◆ **The task**: Could you swap "indicate" for "mark" throughout every item and give all the lines again, leaving everything else unchanged?
-- start of Exercise input --
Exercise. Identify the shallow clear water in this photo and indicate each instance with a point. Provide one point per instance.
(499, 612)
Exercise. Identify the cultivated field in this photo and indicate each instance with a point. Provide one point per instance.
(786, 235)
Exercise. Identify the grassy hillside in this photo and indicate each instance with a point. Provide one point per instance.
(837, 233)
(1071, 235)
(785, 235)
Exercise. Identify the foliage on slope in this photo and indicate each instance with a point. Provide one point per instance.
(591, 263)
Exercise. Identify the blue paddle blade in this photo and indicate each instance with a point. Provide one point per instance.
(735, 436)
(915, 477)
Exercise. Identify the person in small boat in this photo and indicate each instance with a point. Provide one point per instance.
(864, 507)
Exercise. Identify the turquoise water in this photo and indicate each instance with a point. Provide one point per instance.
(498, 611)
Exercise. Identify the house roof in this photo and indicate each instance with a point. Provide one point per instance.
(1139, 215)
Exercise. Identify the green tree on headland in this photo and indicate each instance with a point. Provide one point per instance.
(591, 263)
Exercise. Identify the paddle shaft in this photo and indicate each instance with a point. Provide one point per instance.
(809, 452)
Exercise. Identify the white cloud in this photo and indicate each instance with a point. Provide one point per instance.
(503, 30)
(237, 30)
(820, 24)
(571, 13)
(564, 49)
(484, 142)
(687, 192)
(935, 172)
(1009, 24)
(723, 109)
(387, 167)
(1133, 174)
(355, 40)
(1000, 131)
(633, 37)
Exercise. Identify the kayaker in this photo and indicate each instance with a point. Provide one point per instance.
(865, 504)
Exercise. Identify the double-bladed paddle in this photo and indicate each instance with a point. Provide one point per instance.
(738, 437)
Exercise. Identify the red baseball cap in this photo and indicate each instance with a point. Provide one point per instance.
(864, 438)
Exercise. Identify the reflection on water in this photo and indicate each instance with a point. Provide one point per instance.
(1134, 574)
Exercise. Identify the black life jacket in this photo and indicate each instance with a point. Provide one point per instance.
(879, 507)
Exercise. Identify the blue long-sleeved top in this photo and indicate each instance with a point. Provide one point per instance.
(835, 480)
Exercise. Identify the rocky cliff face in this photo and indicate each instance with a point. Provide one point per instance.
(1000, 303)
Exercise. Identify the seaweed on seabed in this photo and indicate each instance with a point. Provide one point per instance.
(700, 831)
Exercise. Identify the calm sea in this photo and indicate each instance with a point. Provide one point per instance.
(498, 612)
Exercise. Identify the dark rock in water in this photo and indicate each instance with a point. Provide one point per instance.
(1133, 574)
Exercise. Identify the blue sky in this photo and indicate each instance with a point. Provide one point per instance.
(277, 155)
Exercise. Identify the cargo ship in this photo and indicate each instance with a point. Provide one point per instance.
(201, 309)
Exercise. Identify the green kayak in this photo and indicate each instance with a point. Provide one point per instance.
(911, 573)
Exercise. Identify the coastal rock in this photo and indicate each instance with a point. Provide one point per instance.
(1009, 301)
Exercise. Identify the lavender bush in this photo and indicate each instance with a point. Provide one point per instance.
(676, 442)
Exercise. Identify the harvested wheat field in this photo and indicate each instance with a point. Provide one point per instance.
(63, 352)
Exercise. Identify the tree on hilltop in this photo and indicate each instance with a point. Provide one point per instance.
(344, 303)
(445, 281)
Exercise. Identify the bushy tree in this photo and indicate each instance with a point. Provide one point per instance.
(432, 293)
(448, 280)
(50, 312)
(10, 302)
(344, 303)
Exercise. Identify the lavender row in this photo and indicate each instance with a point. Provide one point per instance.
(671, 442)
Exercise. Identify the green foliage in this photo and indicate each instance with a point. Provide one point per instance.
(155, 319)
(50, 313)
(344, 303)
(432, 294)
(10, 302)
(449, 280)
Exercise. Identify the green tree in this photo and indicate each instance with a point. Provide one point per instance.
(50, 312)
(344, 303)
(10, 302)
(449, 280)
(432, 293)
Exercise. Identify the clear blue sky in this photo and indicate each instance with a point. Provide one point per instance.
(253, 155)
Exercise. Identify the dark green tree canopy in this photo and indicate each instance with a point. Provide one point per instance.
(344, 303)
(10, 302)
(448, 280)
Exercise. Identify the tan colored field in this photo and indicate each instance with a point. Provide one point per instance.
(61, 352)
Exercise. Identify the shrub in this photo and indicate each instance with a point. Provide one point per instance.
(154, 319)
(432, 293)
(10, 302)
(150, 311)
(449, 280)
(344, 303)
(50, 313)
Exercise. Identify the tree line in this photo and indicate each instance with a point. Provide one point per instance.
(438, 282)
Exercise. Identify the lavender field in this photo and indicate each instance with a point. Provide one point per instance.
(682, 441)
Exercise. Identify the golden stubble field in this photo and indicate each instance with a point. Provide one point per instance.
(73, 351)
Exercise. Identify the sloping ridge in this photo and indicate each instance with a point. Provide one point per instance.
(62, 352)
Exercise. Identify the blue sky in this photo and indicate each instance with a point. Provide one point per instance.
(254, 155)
-- end of Exercise input --
◆ **Solution below**:
Exercise. Identify the shallow clear water in this photo and mark each instance with a point. Provide one point per instance.
(499, 612)
Exercise. Identify the cultivated field in this photo and mark each instance with a point. Provide one point per instance.
(786, 235)
Exercise. Identify the grassy hillside in this photo and mark each instance with a point. Provide one point per instance.
(837, 233)
(1071, 235)
(785, 235)
Exercise. Identify the foliage on slope in this photo and mark each instance with a point. Provide one point per instance.
(591, 263)
Exercise. Identify the blue paddle blade in this photo and mark each instance with a point. Provide one point per instance.
(735, 436)
(915, 477)
Exercise. Identify the person in small boat in this photo and mark each instance with a point. Provide one point per instance.
(864, 507)
Exercise. Identify the turquoise water in this photo and mark each instance with a point. Provide one point per instance.
(498, 611)
Exercise. Identify the house roof in this photo and mark each instance with a point. Provide one point per instance.
(1139, 215)
Exercise. Identify the green tree on headland in this photo and mark each instance with a point. Provide one point per instance.
(591, 263)
Exercise. Identify the paddle shaft in this photo and mark each instance with a point. Provide one point per instance.
(809, 452)
Exercise. Identify the white cloud in this photo and mark each instance with a point. Provide one point per instance.
(503, 30)
(237, 30)
(820, 24)
(571, 13)
(564, 49)
(484, 142)
(687, 192)
(935, 172)
(1009, 24)
(723, 109)
(387, 167)
(1133, 174)
(355, 40)
(1000, 131)
(633, 37)
Exercise. Identify the kayaker in this photo and mark each instance with a point. Provide one point per instance.
(865, 504)
Exercise. Identify the double-bladed paddle in this photo and mark each instance with a point. Provide one point per instance.
(738, 437)
Exercise. Identify the red baseball cap in this photo and mark each instance with a point. Provide one point per instance.
(864, 438)
Exercise. Identify the reflection on water in this photo and mark each instance with a point. Provide one point per instance.
(1134, 574)
Exercise. Identify the black life jacket in this photo and mark each instance with a point. Provide one point per instance.
(879, 507)
Exercise. Identify the blue long-sleeved top in this photo and mark each instance with a point. Provide one point per instance.
(835, 480)
Exercise. Identify the rocky cliff face in this photo and mark each instance with a point. Provide one point per instance.
(1000, 303)
Exercise. Identify the seaweed on seabed in this photo and mark each instance with a point. Provide one point per instance.
(700, 831)
Exercise. Identify the calm sea in this photo and mark each instance with a point. Provide one point per instance.
(498, 612)
Exercise. Identify the dark rock in water in this photo and mark each instance with a point. Provide one point per instance.
(1133, 574)
Exercise. Identify the blue sky in this photo and mark each instance with a point. Provide one point per instance.
(277, 155)
Exercise. Identify the cargo ship in this photo and mark each instance with a point. Provide one point per instance.
(201, 309)
Exercise. Identify the green kayak in this photo and mark each instance with a point. Provide one point per instance.
(911, 573)
Exercise. Identify the coastal rock in this photo and mark each instance with a point. Provide one point per instance.
(1009, 301)
Exercise. Identify the lavender bush in this photo and mark each instance with a point. Provide one point per instance.
(676, 442)
Exercise. Identify the harvested wheat field in this photo and mark each instance with a point. Provide one point per instance.
(63, 352)
Exercise. Identify the tree on hilltop in this photo and mark each instance with a point. Provide one point per instance.
(344, 303)
(445, 281)
Exercise. Identify the bushy tree in this photo and mark each instance with a point. Provide one point per instance.
(432, 293)
(448, 280)
(50, 312)
(10, 302)
(344, 303)
Exercise. Identify the lavender row in this photo and mark each instance with a point. Provide one point per instance.
(671, 442)
Exercise. Identify the green foliage in this photo and mark each instance with a point. Provide one point per instance.
(155, 319)
(50, 313)
(344, 303)
(432, 294)
(10, 302)
(449, 280)
Exercise. Identify the green tree in this photo and mark each instance with a point. Provide one point per instance.
(50, 312)
(344, 303)
(10, 302)
(449, 280)
(432, 293)
Exercise. Identify the clear blue sky in this photo and mark each instance with a point. Provide one point per instance.
(253, 155)
Exercise. Identify the dark green tree canopy in this photo and mark each instance with a point. Provide one point per instance.
(344, 303)
(10, 302)
(448, 280)
Exercise. Identify the tan colored field in this photo and mark each instance with a point. Provide one point per instance.
(61, 352)
Exercise. Identify the shrub in this photo and mark each instance with a point. Provide one point per instance.
(154, 319)
(432, 293)
(10, 302)
(150, 311)
(449, 280)
(344, 303)
(50, 313)
Exercise. Identify the tree line in this photo and mark each instance with a point. Provide one point per instance.
(438, 282)
Exercise. Identify the lavender field in this photo and mark each instance with a point. Provide one point per instance.
(682, 441)
Exercise. Identify the golden stubble field in this photo and mark each instance with a point. Provide one point per instance.
(73, 351)
Exercise. Identify the sloping ridge in this photo and mark each instance with a point. Provide one point per instance.
(62, 352)
Exercise. Identify the blue sky in this photo and mark each instance with a point. Provide one point per instance.
(254, 155)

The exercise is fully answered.